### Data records
□ □ □ □ □ □ □
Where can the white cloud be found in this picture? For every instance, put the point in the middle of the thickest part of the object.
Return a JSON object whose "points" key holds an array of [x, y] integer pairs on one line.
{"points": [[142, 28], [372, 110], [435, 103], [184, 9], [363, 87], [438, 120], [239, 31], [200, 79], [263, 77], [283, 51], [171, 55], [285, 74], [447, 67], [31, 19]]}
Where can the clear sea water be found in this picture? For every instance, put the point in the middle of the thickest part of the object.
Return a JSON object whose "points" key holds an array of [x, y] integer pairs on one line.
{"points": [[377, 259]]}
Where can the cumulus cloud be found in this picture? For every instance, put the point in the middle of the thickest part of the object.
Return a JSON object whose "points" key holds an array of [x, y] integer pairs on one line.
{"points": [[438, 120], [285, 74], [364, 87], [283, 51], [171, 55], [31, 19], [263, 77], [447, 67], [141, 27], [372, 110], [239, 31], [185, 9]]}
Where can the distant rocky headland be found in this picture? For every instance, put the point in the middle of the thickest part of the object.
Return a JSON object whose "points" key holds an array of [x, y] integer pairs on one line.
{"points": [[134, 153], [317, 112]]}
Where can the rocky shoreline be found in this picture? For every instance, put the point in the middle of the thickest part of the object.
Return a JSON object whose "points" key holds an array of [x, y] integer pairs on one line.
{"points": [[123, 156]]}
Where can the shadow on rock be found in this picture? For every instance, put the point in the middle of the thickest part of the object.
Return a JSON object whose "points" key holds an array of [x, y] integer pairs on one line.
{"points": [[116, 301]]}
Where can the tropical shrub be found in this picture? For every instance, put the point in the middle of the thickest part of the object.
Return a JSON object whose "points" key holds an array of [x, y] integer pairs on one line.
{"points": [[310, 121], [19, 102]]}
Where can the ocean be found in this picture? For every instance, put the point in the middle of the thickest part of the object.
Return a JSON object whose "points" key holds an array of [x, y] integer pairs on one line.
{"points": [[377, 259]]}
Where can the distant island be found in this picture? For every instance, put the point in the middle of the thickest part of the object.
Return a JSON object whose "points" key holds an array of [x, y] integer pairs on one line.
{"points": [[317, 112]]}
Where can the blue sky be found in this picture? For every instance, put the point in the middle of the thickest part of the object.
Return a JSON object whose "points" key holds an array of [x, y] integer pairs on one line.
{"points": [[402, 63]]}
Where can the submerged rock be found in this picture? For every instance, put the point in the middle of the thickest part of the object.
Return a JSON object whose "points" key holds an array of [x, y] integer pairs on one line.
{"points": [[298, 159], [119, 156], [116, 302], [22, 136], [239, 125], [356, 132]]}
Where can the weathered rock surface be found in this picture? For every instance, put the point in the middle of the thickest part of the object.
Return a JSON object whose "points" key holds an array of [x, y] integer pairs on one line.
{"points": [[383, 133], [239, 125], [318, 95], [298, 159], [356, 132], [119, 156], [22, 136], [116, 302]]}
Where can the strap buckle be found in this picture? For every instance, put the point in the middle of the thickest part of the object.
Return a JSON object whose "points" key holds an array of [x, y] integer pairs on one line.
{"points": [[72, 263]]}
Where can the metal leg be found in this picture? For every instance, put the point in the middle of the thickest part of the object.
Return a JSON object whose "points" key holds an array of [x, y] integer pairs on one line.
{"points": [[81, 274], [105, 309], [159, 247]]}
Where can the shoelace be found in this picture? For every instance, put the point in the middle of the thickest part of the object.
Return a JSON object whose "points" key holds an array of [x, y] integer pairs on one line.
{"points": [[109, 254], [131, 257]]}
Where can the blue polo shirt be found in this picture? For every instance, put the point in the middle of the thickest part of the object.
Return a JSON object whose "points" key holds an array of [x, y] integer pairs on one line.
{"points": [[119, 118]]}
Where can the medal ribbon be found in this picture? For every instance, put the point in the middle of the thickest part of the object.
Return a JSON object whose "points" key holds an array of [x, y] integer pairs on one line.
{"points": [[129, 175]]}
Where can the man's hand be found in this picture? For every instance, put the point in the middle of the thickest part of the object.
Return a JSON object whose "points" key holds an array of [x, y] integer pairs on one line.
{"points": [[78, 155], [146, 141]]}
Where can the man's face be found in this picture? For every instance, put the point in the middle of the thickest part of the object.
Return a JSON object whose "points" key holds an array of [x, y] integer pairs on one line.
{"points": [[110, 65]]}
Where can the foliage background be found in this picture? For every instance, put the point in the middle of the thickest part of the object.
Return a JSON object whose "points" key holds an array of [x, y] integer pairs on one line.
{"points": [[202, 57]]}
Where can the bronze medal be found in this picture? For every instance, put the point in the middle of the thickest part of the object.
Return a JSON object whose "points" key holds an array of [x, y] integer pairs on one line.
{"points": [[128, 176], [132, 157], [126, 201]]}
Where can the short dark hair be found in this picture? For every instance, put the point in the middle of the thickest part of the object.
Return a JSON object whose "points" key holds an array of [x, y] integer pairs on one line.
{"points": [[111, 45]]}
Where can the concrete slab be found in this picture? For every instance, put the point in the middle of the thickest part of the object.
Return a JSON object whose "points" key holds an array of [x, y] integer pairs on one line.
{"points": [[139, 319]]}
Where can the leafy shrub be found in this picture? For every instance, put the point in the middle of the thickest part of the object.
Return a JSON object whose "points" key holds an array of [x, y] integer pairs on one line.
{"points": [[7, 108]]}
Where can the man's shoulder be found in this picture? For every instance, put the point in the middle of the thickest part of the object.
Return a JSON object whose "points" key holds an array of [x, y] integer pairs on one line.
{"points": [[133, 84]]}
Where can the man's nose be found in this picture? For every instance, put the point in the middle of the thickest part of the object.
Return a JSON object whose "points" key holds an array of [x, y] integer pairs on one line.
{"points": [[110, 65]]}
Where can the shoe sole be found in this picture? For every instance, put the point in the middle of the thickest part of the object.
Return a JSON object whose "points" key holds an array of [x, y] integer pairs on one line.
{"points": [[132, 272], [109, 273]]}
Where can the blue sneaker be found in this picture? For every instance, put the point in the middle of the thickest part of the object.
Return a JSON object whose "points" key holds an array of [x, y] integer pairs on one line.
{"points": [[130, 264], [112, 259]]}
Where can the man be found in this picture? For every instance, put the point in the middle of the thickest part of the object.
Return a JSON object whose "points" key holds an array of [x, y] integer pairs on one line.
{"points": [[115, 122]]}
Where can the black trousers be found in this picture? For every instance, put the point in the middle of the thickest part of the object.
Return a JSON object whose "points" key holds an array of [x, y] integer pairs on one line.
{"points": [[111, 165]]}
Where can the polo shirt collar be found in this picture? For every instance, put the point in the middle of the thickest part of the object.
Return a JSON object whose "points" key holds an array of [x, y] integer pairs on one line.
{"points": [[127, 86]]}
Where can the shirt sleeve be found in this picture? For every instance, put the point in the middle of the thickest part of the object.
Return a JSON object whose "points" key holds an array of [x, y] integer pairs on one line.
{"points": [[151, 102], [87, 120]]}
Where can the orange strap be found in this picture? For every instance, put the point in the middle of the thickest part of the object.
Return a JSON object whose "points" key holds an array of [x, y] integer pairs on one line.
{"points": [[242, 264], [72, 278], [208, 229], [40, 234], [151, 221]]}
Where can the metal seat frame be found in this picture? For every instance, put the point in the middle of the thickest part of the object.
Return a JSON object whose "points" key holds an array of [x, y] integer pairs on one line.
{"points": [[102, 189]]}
□ □ □ □ □ □ □
### What the exercise asks
Copy every line of the records above verbatim, keeping the original order and wording.

### In response
Where can the white cloud be found in this picture? For every instance, put the point in the middle of the thickest part of the object.
Return a JSON object whose "points" key holds an array of [x, y] integer pairs on one line.
{"points": [[142, 28], [372, 110], [435, 103], [184, 9], [363, 87], [438, 120], [239, 31], [200, 79], [263, 77], [283, 51], [171, 55], [285, 74], [447, 67], [31, 19]]}
Where can the clear sea water be found in this picture? For every instance, put the point in the middle of the thickest part of the object.
Return a JSON object whose "points" key holds an array of [x, y] integer pairs on one line.
{"points": [[377, 259]]}
Where can the cumulus cloud be found in this picture? For every instance, put the point in the middle of the thickest part of the object.
Return a JSON object whose "points" key holds an array of [x, y] integer pairs on one line.
{"points": [[438, 120], [285, 74], [364, 87], [283, 51], [171, 55], [31, 19], [263, 77], [447, 67], [141, 27], [372, 110], [239, 31], [185, 9]]}
Where can the distant rocky headland be found in this picture? For every instance, put the point in the middle of the thickest part of the object.
Return a JSON object whose "points" key holds an array of [x, y] integer pairs on one line.
{"points": [[134, 153], [317, 112]]}
Where can the rocky shoreline be found in this picture? For every instance, put the point in the middle of the thickest part of the object.
Return a JSON object whose "points" key holds an array of [x, y] integer pairs on one line.
{"points": [[123, 156]]}
Where can the shadow on rock be found in this picture? For every instance, put the point in the middle of the thickest part of the object.
Return a JSON object whose "points" key holds an array of [x, y] integer pairs on one line.
{"points": [[116, 301]]}
Where can the tropical shrub be found in this picture? For every instance, put the point in the middle of the thickest part of the object.
Return a JSON object whose "points" key holds an array of [x, y] integer pairs on one line.
{"points": [[310, 121], [19, 102]]}
Where can the ocean be found in this picture? For every instance, put the point in the middle of the thickest part of the object.
Return a JSON object whose "points" key holds an array of [x, y] integer pairs on one line.
{"points": [[377, 259]]}
Where can the distant island be found in this picture? For every instance, put the point in the middle of the thickest part of the object.
Return a JSON object whose "points" key holds an array of [x, y] integer pairs on one line.
{"points": [[317, 112]]}
Where can the blue sky be found in this picture? For every instance, put the point in the middle of the thickest part of the object.
Return a JSON object whose "points" key holds an array of [x, y] integer pairs on one line.
{"points": [[402, 63]]}
Where can the submerged rock be found in this picture? For every instance, put the point in the middle of the thickest part of the object.
Return a JSON object whose "points" key holds an array of [x, y] integer pairs on one line.
{"points": [[298, 159], [119, 156], [116, 302], [22, 136], [239, 125], [356, 132]]}
Where can the weathered rock surface be found in this picture? For every instance, put the point in the middle of the thickest part of the object.
Return a JSON object whose "points" key holds an array of [x, y] integer pairs on one line.
{"points": [[383, 133], [239, 125], [318, 95], [298, 159], [356, 132], [119, 156], [22, 136], [116, 302]]}
Where can the strap buckle be found in this picture? For every instance, put the point in the middle of the thickest part of the object.
Return a JSON object whose "points" key holds an array of [x, y] integer pairs on one line.
{"points": [[72, 263]]}
Where can the metal leg be found in this picture? For every instance, put the point in the middle of the thickest part of the object.
Return a JSON object whose "points" key holds an array of [x, y] integer pairs on one line.
{"points": [[81, 274], [105, 309], [159, 247]]}
Where can the shoelace be found in this picture? For every instance, put the point in the middle of the thickest part of the object.
Return a JSON object whose "points" key holds an array of [x, y] integer pairs on one line.
{"points": [[109, 254], [131, 257]]}
Where can the blue polo shirt be found in this picture? For every instance, put the point in the middle of the thickest part of the object.
Return a JSON object whose "points" key holds an array of [x, y] integer pairs on one line.
{"points": [[119, 118]]}
Where can the medal ribbon be found in this picture? For every instance, put the point in the middle of the thickest part of the object.
Return a JSON object whose "points" key holds an array of [x, y] integer pairs on one line.
{"points": [[129, 175]]}
Where can the man's hand be found in this picture? For every instance, put the point in the middle of the thickest part of the object.
Return a JSON object whose "points" key holds an array of [x, y] integer pairs on one line.
{"points": [[78, 155], [146, 141]]}
Where can the man's face be found in this picture? For every instance, put the point in the middle of the thickest part of the object.
Return a JSON object whose "points" key holds an array of [x, y] integer pairs on one line.
{"points": [[110, 65]]}
Where can the foliage background be found in this picture? For every instance, put the point in the middle of the thickest part of the object.
Return a JSON object whose "points" key holds an array of [x, y] integer pairs on one line.
{"points": [[202, 57]]}
Where can the bronze medal be found in this picture? For every instance, put the point in the middle of the thickest part of the object.
Return a JSON object whose "points" key holds an array of [x, y] integer pairs on one line.
{"points": [[128, 176], [132, 157], [126, 201]]}
Where can the short dark hair be found in this picture? For every instance, put the point in the middle of the thickest part of the object.
Return a JSON object whose "points" key holds an array of [x, y] integer pairs on one line.
{"points": [[111, 45]]}
Where can the concrete slab be found in this picture? For every instance, put the point in the middle of the thickest part of the object.
Return a JSON object whose "points" key holds an array of [x, y] integer pairs on one line.
{"points": [[139, 319]]}
Where can the leafy shrub be found in this picture? For every instance, put the point in the middle of the thickest part of the object.
Return a JSON object whose "points" key holds an array of [x, y] integer pairs on one line.
{"points": [[7, 108]]}
Where can the man's shoulder be found in this picture? For every instance, put the point in the middle of the thickest part of the object.
Return a JSON object whose "points" key holds an array of [x, y] integer pairs on one line.
{"points": [[133, 84]]}
Where can the man's nose be found in this picture? For every instance, put the point in the middle of the thickest part of the object.
Return a JSON object whose "points" key holds an array of [x, y] integer pairs on one line.
{"points": [[110, 65]]}
Where can the shoe sole be found in this picture? For every instance, put the point in the middle of the thickest part of the object.
Return a JSON object whose "points" key holds an array of [x, y] integer pairs on one line.
{"points": [[132, 272], [109, 273]]}
Where can the blue sneaker be found in this picture? For every instance, put the point in the middle of the thickest part of the object.
Return a JSON object whose "points" key holds an array of [x, y] integer pairs on one line.
{"points": [[130, 264], [112, 259]]}
Where can the man be found in this picture? For every instance, put the point in the middle of the thickest part of the object.
Return a JSON object whose "points" key holds an array of [x, y] integer pairs on one line.
{"points": [[115, 122]]}
Where can the black trousers be found in this picture? For every instance, put the point in the middle of the thickest part of the object.
Return a JSON object whose "points" key holds an array of [x, y] integer pairs on one line.
{"points": [[111, 165]]}
Where can the polo shirt collar be found in this picture? For every instance, put the point in the middle of the thickest part of the object.
Return a JSON object whose "points" key holds an array of [x, y] integer pairs on one line.
{"points": [[127, 86]]}
Where can the shirt sleeve be found in this picture? For every instance, put the point in the middle of the thickest part of the object.
Return a JSON object whose "points" key holds an array of [x, y] integer pairs on one line.
{"points": [[151, 102], [87, 120]]}
Where can the orange strap be found in this picture? For every instance, put the point in the middle of the thickest part of the object.
Return a JSON object whose "points" key holds an array of [x, y] integer pairs on one line.
{"points": [[242, 264], [72, 278], [208, 229], [40, 234], [151, 221]]}
Where can the metal seat frame be found in this picture? For every instance, put the point in the middle of the thickest part of the object.
Return a JSON object whose "points" key holds an array of [x, y] integer pairs on one line.
{"points": [[102, 189]]}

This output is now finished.